- Document extract -

++++++++

Support from Danny Alexander, then the chief secretary to the Treasury, and Nick Clegg, deputy prime minister, helped to secure approval for Universal Credit. In 2013, Alexander again intervened to support Universal Credit, authorising extra funding for the project when both the Treasury and Cabinet Office were delaying approvals.

Treasury resistance meant the DWP's white paper on Universal Credit was "greener than it should have been", Timmins says.

"This was largely at the insistence of a still deeply sceptical Treasury, which resisted the greater detail that would have nailed down aspects of the policy ahead of legislation," he writes.

As a result, it took two-and-a-half years to get all the relevant legislation through parliament, and in the early stages suppliers began to develop IT without a clear idea of what was needed to implement the policy.

"We were embarking on delivery before we could really write the plan, and that was the root of much trouble" – senior DWP figure

The department was also under intense pressure to start delivery, thanks to overly-ambitious timelines and the enforced use of agile project management which emphasises starting delivery alongside developing policy. 

One senior departmental figure told Timmins: "We were embarking on delivery before we could really write the plan, and that was the root of much trouble."

Treasury resistance to the project was not fully resolved until November 2015 when, for the first time, it was in the Treasury’s financial interest to roll out Universal Credit quickly. 

Until that point, the Treasury had been saving money as a result of delays, since households that would be entitled to more benefits under the new system had not yet migrated to Universal Credit. 

However, from November 2015 the Treasury had a "direct and very financial interest in the programme being rolled out successfully" Timmins notes, because Osborne had retained cuts to Universal Credit even as he was forced to abandon £4bn cuts to existing tax credits after opposition from the House of Lords. 

The report notes: "For many interviewees, this was one of the absolutely critical moments in Universal Credit’s history, along with the adoption of the twin-track approach, which, some way down the road, finally saw agreement about how the ‘digital’ version of Universal Credit was to be built.”

"Strengthened scrutiny"

The twin-track approach was introduced in 2013 after damning reviews from the Major Projects Authority, Government Digital Service and a supplier-led review commissioned by Duncan Smith.

Timmins writes: "In effect, Universal Credit was started again using a genuinely agile approach to its build, while continuing to use, with some enhancements, the original build – the ‘live service' – which allowed a lot of learning about how claimants and staff would react to key elements of the behaviour change and business change that is at the heart of Universal Credit."

++++++++

- Data segment -
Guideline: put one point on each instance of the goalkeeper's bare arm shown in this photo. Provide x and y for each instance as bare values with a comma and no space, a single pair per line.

++++++++

- Required actions -
**A.** According to the Universal Credit article, in what year was the twin-track approach introduced?
**B.** Pick up the Universal Credit article after its final sentence and keep writing.

- Expected outputs -
**A.** 2013

**B.**
According to the report, this meant that "essentially for the first time, that the staff who operate Universal Credit and the claimants on the receiving end, became part of the design and build process".

Another important factor in turning the project around was to strengthen the programme board,  Timmins argues, with the team now larger and chaired by an independent adviser instead of its senior responsibile owner (SRO). 

Current SRO Neil Couling told Timmins: “That has really strengthened the scrutiny of what’s going on, so now I take my plans to them and they give them a good going over, and there’s really good challenge in the system now."

The report also sheds light on briefings against DWP perm sec Robert Devereux (pictured) at the height of public criticism of Universal Credit. 

In November 2013 the cabinet secretary Jeremy Heywood had to ask the prime minister to intervene in what he called a "concerted political briefing campaign" against Devereux. 

One minister told Timmins that Francis Maude – then minister for the Cabinet Office – was the main leader of this campaign, saying: "Francis was at the height of his attacks on the competence of the civil service at this stage, and he wanted a scalp, and he wanted a big scalp."

The report notes that when the DWP launched Universal Credit, it was running 11 other major projects,  implementing £12bn of benefit cuts and reducing its operating budget by a quarter.

In this context, capacity of senior leadership was inadequate, the report says, highlighting the decision to make Terry Moran both SRO for Universal Credit and Chief Operating Officer for the DWP.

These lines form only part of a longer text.